__Instructions to follow__. Output as a JSON list of strings the stretch of material from the line containing "Task: indicate one point on every instance of the white curtain" through the end of the material, one string per line and blank lines omitted.
--- Given records ---
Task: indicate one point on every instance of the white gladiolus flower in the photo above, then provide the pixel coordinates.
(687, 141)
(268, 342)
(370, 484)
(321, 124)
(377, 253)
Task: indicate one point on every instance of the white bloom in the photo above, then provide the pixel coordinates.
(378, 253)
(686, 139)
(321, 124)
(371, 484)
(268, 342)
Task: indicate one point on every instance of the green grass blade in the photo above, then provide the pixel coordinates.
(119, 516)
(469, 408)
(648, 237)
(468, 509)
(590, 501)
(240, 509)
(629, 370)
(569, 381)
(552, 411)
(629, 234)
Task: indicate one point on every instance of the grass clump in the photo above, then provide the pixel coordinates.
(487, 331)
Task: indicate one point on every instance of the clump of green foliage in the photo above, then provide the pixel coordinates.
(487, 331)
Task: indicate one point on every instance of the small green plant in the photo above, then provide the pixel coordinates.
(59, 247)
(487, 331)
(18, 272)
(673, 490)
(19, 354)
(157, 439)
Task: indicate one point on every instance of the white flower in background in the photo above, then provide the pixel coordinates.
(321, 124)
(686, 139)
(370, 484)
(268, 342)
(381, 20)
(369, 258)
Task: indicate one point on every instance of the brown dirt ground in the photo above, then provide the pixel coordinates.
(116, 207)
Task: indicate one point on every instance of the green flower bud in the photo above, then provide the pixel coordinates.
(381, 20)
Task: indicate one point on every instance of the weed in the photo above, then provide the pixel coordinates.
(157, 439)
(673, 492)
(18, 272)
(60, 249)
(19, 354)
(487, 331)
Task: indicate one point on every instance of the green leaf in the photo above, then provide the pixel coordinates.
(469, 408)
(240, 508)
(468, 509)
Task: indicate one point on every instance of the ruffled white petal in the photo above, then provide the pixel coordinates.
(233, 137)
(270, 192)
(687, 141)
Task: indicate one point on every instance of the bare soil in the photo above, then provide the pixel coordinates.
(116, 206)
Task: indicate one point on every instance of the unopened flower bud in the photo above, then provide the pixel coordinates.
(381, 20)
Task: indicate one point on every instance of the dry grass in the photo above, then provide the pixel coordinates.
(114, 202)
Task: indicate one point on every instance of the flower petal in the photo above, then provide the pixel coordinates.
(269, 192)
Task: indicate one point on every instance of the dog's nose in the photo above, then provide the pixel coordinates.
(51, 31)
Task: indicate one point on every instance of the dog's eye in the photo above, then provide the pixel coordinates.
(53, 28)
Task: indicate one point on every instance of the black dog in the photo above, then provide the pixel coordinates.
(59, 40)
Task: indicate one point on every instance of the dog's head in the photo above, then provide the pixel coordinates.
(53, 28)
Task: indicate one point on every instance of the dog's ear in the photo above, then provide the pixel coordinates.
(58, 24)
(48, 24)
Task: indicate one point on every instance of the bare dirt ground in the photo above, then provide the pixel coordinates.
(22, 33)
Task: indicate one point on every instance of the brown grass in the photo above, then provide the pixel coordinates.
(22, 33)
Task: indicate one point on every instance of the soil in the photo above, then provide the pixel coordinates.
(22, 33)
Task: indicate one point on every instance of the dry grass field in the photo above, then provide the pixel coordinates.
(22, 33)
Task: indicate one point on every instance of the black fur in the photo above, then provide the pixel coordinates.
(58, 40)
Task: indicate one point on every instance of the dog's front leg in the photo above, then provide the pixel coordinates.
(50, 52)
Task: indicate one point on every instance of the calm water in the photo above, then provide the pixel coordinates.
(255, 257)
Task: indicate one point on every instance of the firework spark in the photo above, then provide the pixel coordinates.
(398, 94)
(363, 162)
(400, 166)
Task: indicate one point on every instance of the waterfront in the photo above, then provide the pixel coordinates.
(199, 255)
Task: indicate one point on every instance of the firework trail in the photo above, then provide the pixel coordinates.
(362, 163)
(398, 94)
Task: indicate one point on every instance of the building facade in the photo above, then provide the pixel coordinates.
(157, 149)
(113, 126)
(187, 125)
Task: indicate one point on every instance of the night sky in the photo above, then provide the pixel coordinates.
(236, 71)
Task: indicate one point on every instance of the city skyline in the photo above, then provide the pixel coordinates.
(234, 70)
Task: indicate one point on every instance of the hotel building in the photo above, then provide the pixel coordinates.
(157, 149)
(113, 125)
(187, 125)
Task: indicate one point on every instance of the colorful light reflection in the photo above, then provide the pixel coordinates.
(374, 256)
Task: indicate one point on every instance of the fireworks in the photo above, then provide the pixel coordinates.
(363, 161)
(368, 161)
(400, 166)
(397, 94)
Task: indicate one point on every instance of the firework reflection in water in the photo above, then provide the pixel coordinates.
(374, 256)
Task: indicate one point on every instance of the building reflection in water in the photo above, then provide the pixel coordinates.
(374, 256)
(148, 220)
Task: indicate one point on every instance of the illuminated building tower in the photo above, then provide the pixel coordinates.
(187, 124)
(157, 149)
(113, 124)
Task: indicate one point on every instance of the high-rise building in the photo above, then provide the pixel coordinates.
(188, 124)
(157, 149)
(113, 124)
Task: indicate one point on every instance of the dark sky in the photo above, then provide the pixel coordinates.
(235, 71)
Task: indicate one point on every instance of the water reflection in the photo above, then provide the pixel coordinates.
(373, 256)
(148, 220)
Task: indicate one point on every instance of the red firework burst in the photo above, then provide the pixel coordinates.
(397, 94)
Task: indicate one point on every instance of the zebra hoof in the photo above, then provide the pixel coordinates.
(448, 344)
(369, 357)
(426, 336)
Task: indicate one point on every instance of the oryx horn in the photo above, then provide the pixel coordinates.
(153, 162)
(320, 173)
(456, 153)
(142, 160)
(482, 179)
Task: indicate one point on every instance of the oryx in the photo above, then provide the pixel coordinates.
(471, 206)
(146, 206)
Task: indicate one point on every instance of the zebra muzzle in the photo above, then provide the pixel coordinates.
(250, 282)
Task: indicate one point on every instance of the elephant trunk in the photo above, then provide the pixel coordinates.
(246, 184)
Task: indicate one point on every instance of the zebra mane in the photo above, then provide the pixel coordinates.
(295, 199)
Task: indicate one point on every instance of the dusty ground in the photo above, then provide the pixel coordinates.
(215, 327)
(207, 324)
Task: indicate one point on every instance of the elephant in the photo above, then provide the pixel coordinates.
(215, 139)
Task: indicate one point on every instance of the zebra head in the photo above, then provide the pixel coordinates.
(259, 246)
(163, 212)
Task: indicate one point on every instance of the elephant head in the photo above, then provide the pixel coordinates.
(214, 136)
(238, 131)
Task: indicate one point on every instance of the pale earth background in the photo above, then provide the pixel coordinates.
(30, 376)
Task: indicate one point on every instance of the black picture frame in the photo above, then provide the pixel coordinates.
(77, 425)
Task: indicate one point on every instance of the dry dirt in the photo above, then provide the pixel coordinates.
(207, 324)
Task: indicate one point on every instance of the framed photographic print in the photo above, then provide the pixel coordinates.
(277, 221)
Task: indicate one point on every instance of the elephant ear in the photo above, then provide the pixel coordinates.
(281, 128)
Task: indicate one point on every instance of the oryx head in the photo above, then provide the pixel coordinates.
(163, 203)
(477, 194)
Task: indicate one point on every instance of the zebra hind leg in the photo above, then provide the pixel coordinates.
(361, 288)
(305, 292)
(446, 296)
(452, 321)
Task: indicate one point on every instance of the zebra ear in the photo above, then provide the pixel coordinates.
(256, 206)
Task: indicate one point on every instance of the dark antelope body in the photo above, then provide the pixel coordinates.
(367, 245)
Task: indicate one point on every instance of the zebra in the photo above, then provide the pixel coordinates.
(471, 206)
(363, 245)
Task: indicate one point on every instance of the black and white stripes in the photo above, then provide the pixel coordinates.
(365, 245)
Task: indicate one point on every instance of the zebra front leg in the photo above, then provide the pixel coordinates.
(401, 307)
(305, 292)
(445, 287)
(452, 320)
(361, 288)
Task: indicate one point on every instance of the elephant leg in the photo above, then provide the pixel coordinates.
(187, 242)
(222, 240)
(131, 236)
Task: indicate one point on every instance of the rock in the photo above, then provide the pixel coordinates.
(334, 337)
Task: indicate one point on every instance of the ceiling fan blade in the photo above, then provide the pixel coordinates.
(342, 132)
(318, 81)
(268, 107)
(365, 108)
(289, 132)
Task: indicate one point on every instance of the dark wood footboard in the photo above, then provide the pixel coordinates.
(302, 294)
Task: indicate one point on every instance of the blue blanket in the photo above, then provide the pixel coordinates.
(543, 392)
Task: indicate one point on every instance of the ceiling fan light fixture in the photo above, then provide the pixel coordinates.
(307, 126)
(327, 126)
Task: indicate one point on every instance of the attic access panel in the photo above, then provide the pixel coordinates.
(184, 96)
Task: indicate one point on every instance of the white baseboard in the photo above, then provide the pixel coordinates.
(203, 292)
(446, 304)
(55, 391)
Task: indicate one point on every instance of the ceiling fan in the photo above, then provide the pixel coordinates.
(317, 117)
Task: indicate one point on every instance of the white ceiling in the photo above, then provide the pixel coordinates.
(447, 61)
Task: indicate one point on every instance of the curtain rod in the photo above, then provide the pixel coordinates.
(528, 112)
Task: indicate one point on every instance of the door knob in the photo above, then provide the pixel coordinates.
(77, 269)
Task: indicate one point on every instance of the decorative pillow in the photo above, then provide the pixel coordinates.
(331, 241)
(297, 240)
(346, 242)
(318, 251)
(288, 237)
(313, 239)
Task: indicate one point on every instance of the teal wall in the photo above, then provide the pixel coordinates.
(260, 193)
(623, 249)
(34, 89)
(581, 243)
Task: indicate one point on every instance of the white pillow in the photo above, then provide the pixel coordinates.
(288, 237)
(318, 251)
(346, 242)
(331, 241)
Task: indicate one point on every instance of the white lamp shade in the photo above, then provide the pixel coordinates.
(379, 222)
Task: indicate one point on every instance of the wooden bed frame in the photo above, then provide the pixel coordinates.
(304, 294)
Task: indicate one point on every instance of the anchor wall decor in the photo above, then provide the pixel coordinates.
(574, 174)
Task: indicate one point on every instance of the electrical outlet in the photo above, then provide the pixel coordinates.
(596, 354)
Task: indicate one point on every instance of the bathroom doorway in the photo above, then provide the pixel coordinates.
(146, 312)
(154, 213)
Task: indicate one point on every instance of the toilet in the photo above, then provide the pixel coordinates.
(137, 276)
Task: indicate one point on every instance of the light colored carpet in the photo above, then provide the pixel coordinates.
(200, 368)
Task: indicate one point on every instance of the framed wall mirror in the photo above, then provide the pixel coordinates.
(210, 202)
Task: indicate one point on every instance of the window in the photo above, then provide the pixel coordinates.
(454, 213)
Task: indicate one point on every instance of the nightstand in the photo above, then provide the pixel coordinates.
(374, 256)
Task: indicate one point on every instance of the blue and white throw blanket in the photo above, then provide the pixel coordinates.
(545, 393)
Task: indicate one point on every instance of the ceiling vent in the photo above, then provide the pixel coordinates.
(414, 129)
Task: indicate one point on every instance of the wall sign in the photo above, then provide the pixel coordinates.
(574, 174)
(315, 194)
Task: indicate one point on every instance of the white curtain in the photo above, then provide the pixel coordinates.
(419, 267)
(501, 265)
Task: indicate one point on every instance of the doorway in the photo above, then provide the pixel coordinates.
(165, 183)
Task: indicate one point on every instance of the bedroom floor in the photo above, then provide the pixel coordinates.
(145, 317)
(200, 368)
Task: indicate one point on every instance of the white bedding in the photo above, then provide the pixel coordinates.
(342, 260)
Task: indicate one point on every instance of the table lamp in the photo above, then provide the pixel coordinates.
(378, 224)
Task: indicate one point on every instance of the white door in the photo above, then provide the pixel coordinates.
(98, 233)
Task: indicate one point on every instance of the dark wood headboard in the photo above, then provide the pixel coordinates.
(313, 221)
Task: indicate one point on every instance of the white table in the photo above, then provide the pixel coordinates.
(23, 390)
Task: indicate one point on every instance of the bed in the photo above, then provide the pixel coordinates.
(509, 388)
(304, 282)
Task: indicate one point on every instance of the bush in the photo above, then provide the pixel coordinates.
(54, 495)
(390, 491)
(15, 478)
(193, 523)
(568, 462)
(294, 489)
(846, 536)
---
__Correct answer__.
[
  "Task: indicate one point on every instance of the white curtain in the photo above, then provide the pixel coordinates.",
  "(419, 267)",
  "(501, 265)",
  "Task: indicate one point on every instance of the doorway in the photo above, then provide the pixel coordinates.",
  "(165, 183)",
  "Task: indicate one point on every instance of the bedroom floor in the photo above, then provide the pixel coordinates.",
  "(145, 317)",
  "(200, 368)",
  "Task: indicate one point on every instance of the white bedding in the photo above, then provide the pixel coordinates.",
  "(342, 260)",
  "Task: indicate one point on every instance of the table lamp in the photo above, then provide the pixel coordinates.",
  "(378, 224)",
  "Task: indicate one point on every instance of the white door in the photo above, then provide the pixel coordinates.",
  "(98, 233)",
  "Task: indicate one point on every instance of the dark wood headboard in the photo above, then provide the pixel coordinates.",
  "(313, 221)",
  "Task: indicate one point on every instance of the white table in the photo above, then provide the pixel coordinates.",
  "(23, 390)",
  "Task: indicate one point on every instance of the bed in the photo above, then provide the pixel coordinates.",
  "(509, 388)",
  "(304, 282)",
  "Task: indicate one point on every instance of the bush in the photo above, then provide the pixel coordinates.",
  "(54, 495)",
  "(390, 491)",
  "(15, 478)",
  "(193, 523)",
  "(568, 462)",
  "(294, 489)",
  "(846, 536)"
]